Apa itu hak kekebalan atau hak imunitas?Hak Imunitas atau hak kekebalan adalah suatu perlindungan hukum yang diberikan kepada seseorang atau kelompok tertentu sehingga mereka tidak dapat dituntut atau diadili atas tindakan-tindakan yang mereka lakukan dalam kapasitas tertentu. Tujuannya adalah untuk menjamin kelancaran pelaksanaan tugas-tugas tertentu atau melindungi kepentingan yang lebih luas.
Sebagai bagian dari hukum kebiasaan internasional, termasuk praktik-praktek negara, dan perjanjian lainnya yang berkaitan dengan hubungan antar negara, seorang pejabat diplomatik diberikan kekebalan dan keistimewaan dalam melakukan tugas dan fungsinya. Sebagai negara yang meratifikasi konvensi Wina 1961 melalui UU No. 1 Tahun 1982, Indonesia berkomitmen untuk memberikan hak-hak tersebut kepada pejabat diplomatik. Namun, dalam praktik hubungan diplomatik antar negara, sering terjadi bahwa perwakilan diplomatik asing melakukan kejahatan di negara penerima, tetapi negara penerima tidak dapat mengadili perwakilan diplomatik asing tersebut karena seorang perwakilan.

Data Masukan

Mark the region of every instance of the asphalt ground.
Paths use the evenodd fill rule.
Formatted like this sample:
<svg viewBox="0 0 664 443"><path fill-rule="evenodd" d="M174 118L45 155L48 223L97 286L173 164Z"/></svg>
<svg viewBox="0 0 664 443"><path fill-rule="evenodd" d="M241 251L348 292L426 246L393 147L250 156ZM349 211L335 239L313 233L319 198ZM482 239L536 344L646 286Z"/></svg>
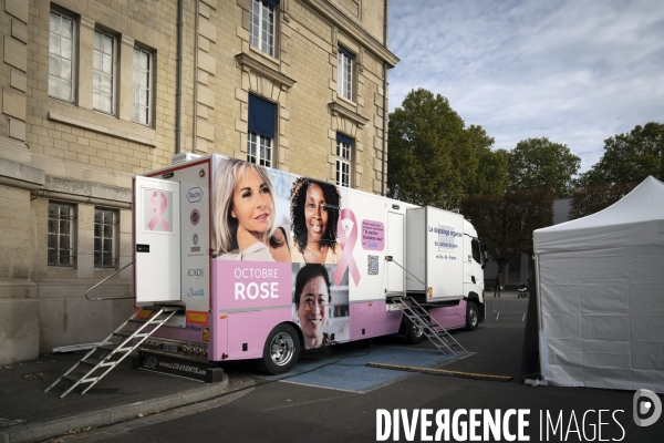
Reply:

Tugas A
Ringkaslah paragraf kutipan yang diawali "Apa itu hak kekebalan" menjadi daftar poin dengan tetap mempertahankan fakta-fakta utamanya.
Tugas B
Ketik ulang tanpa perubahan baris-baris pada data masukan, mulai dari baris pertama data hingga baris yang memuat "118L45 155L48 223L97", termasuk baris tersebut.
Kutipan dan baris-baris data merupakan dua bahan yang terpisah satu sama lain.

Jawaban A
- Hak imunitas atau hak kekebalan adalah perlindungan hukum yang diberikan kepada seseorang atau kelompok tertentu.
- Dengan perlindungan ini, mereka tidak dapat dituntut atau diadili atas tindakan yang dilakukan dalam kapasitas tertentu.
- Tujuannya adalah menjamin kelancaran pelaksanaan tugas tertentu atau melindungi kepentingan yang lebih luas.

Jawaban B
Mark the region of every instance of the asphalt ground.
Paths use the evenodd fill rule.
Formatted like this sample:
<svg viewBox="0 0 664 443"><path fill-rule="evenodd" d="M174 118L45 155L48 223L97 286L173 164Z"/></svg>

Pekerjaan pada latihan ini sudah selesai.